WHAT IS NEEDED: Can you rewrite the Medicaid passage below, from "HEALTH CARE" through "District of Columbia.", inclusive, and swap "taxpayers" for "residents"?

TEXT SEGMENT:
◇ ◇ ◇ ◇ ◇

HEALTH CARE
Refusal on Medicaid
is costing Georgians
As of Jan. 1, Georgia taxpayers are helping to pay the costs of Medicaid expansion in Arizona, Arkansas, California, Colorado, Connecticut, Delaware, Hawaii, Illinois, Iowa, Kentucky, Maryland, Massachusetts, Michigan, Minnesota, Nevada, New Jersey, New Mexico, New York, North Dakota, Ohio, Oregon, Rhode Island, Vermont, Washington, West Virginia and the District of Columbia.
Because Gov. Deal has chosen not to have Georgia participate in the expansion, we will be paying for that care in other states, and Georgia will receive none of the Medicaid expansion money. Nearly 700,000 Georgians would be eligible for the expanded Medicaid coverage. Those people will continue to get sick and to incur medical expenses, and the rest of us Georgians will continue to pay the cost of the care they cannot afford – costs which would be largely covered by acceptance of Medicaid expansion.

◇ ◇ ◇ ◇ ◇

GIVEN ENTRIES:
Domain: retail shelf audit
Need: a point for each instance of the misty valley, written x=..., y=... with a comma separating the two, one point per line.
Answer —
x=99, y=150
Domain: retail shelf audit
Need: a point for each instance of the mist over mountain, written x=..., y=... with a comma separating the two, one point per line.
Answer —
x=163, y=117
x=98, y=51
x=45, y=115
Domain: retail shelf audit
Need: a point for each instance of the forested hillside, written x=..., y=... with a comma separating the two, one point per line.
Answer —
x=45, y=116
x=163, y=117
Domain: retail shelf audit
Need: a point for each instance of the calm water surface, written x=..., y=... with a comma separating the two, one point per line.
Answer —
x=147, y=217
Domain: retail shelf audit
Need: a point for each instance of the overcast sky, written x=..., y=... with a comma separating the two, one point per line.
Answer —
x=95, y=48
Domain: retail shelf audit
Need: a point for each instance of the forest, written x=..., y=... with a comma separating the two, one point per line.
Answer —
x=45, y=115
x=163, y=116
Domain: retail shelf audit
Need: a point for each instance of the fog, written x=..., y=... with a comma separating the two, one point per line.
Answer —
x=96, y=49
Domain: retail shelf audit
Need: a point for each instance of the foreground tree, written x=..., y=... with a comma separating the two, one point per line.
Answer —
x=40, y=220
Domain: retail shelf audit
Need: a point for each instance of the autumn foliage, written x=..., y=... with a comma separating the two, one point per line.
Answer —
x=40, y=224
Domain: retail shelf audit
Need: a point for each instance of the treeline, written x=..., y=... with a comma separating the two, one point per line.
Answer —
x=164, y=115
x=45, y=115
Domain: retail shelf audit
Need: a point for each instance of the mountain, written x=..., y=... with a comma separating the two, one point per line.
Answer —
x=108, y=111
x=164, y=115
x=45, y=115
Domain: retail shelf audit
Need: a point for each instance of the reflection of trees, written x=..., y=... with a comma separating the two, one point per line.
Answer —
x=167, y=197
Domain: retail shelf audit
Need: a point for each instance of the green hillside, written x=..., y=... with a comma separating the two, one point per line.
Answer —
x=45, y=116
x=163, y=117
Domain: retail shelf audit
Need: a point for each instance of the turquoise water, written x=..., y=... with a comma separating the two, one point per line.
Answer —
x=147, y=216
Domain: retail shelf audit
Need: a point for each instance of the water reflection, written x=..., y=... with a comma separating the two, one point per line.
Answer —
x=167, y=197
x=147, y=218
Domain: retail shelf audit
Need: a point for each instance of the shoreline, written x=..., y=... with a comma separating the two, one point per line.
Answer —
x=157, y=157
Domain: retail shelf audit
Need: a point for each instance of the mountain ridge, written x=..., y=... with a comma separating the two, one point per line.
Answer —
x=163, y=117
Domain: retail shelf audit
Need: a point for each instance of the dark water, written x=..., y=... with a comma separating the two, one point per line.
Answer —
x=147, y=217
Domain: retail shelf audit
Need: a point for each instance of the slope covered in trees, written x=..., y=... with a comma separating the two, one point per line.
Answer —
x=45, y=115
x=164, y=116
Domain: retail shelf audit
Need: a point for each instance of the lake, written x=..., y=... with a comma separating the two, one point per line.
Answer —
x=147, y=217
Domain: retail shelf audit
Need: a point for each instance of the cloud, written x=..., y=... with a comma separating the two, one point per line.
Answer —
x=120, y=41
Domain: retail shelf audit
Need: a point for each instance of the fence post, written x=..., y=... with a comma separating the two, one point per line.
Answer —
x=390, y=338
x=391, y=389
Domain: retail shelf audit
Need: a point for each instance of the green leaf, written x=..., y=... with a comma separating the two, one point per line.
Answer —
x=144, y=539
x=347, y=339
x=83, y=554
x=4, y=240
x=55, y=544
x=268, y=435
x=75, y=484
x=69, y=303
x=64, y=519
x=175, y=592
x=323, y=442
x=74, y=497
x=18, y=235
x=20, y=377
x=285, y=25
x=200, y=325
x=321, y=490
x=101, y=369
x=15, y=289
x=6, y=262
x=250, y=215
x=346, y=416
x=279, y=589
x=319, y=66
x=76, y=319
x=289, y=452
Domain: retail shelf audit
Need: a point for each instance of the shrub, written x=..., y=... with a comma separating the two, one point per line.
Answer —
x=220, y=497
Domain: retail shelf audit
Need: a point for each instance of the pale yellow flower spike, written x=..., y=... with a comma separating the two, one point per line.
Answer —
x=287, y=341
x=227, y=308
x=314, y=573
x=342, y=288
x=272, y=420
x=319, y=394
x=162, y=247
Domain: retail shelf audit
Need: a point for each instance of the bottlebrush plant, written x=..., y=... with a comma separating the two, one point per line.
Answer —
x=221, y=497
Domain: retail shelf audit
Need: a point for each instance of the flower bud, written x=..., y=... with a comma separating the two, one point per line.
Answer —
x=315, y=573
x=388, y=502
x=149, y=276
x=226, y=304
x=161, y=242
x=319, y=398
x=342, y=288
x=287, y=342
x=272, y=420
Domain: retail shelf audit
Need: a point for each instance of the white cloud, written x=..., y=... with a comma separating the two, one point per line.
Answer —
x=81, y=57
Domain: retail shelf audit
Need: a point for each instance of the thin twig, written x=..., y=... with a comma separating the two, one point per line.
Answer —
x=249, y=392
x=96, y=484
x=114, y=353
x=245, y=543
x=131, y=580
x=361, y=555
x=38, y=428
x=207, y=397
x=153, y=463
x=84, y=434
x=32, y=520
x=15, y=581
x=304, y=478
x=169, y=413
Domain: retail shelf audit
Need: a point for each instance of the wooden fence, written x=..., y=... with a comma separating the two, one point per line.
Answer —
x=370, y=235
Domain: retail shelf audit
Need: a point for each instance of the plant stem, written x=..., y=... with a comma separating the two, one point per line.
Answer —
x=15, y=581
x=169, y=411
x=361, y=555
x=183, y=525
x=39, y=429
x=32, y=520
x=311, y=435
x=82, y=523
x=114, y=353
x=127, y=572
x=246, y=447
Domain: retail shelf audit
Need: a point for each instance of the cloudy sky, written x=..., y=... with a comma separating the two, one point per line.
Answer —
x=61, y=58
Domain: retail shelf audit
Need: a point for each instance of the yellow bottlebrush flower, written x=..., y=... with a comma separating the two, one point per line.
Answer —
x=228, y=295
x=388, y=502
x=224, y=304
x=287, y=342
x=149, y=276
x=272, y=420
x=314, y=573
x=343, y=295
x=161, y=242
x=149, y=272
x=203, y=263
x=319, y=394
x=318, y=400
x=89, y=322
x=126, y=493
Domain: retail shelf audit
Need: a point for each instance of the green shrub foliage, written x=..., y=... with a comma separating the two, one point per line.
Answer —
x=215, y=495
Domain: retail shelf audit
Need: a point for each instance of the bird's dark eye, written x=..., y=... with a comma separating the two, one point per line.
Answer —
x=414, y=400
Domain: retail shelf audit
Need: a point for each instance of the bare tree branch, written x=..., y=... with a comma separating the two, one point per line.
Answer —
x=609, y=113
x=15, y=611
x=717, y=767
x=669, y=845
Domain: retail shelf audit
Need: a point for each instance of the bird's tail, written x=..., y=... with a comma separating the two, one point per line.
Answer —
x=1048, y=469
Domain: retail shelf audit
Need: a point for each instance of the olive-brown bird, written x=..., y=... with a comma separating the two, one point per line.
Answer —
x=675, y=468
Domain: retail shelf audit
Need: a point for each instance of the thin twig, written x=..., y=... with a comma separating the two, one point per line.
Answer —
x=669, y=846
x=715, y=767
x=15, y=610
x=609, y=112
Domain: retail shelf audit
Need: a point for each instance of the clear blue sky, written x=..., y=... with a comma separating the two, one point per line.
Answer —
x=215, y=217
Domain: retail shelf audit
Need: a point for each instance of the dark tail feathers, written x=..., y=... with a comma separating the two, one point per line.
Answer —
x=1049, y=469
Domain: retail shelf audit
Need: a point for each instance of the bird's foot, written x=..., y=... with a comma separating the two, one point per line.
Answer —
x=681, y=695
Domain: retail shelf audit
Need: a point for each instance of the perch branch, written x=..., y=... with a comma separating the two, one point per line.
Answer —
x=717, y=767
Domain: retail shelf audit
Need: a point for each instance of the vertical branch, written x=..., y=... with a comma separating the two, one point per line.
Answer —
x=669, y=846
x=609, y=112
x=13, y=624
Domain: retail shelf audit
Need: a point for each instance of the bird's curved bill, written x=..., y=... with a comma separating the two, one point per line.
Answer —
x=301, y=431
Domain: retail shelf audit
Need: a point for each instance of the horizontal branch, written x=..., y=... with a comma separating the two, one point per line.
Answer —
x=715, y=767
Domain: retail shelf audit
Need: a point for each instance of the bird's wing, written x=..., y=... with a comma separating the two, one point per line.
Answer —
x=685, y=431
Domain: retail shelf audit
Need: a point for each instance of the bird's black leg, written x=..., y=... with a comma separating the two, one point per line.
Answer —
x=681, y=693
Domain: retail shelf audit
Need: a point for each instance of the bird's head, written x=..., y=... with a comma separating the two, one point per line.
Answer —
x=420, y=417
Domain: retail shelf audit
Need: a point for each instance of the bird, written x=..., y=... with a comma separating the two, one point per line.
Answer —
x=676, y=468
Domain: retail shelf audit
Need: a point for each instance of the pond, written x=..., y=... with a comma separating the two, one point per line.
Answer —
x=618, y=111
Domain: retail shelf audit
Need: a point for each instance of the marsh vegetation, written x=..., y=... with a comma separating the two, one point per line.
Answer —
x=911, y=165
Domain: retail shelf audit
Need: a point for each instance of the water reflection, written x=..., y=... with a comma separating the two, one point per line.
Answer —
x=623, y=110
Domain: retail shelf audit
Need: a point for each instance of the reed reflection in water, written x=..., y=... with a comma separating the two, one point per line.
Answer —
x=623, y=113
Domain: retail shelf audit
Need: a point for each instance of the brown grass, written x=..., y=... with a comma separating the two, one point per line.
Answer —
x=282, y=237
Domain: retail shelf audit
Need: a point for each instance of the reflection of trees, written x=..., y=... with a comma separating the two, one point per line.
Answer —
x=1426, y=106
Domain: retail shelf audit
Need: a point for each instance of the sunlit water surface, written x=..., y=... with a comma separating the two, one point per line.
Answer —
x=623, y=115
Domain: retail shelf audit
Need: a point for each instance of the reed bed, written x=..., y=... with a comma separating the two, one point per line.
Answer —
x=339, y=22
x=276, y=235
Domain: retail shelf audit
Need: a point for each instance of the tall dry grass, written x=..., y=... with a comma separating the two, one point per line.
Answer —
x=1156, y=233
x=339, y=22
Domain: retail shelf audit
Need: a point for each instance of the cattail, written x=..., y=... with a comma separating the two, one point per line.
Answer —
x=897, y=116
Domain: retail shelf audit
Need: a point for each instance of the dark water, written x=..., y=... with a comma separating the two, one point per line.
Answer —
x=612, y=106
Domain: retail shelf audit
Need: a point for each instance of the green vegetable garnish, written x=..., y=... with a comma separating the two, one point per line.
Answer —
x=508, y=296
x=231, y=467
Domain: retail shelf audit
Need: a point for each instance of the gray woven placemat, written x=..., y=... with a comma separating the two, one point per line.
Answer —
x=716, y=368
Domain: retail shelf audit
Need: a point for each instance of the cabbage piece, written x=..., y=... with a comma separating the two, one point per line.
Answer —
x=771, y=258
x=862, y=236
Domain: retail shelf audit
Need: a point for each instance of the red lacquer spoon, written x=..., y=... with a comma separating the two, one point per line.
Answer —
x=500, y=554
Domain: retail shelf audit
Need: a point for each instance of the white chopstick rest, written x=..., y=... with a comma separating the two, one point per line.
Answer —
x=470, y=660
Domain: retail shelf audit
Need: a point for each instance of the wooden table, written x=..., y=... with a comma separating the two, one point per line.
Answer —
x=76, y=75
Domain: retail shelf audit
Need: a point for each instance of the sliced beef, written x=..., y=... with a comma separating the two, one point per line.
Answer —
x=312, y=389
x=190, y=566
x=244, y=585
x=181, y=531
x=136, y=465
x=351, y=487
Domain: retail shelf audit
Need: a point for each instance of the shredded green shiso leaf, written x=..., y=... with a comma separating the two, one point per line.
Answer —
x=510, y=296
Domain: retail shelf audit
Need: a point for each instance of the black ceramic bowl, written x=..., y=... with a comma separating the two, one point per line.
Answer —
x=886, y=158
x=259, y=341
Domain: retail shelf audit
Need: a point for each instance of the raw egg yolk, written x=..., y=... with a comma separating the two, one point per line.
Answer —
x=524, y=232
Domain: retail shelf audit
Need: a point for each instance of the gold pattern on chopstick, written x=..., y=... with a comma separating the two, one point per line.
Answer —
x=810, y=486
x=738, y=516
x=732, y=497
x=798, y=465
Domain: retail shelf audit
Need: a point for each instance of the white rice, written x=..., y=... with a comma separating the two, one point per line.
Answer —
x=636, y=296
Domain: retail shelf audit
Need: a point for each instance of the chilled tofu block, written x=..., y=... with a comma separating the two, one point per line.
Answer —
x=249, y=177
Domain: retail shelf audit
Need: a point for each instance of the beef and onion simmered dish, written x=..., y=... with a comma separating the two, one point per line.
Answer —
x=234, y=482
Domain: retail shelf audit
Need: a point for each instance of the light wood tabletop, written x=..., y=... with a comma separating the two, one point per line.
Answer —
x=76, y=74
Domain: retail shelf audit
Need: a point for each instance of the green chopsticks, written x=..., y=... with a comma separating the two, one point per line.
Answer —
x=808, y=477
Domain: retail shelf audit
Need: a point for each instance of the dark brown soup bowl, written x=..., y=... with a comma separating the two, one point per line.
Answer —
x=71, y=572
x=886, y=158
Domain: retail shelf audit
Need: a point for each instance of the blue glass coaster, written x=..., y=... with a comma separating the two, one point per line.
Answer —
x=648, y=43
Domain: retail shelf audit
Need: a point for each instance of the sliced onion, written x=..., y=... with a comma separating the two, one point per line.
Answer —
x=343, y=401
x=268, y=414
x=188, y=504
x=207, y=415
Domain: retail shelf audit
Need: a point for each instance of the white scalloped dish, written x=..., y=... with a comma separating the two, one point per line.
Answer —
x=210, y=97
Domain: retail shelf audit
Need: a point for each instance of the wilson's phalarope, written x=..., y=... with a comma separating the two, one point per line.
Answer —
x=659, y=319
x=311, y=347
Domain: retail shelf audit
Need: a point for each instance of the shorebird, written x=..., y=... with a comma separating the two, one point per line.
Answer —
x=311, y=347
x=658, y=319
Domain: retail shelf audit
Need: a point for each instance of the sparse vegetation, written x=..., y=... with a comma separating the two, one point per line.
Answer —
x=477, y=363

◇ ◇ ◇ ◇ ◇

OUTPUT:
HEALTH CARE
Refusal on Medicaid
is costing Georgians
As of Jan. 1, Georgia residents are helping to pay the costs of Medicaid expansion in Arizona, Arkansas, California, Colorado, Connecticut, Delaware, Hawaii, Illinois, Iowa, Kentucky, Maryland, Massachusetts, Michigan, Minnesota, Nevada, New Jersey, New Mexico, New York, North Dakota, Ohio, Oregon, Rhode Island, Vermont, Washington, West Virginia and the District of Columbia.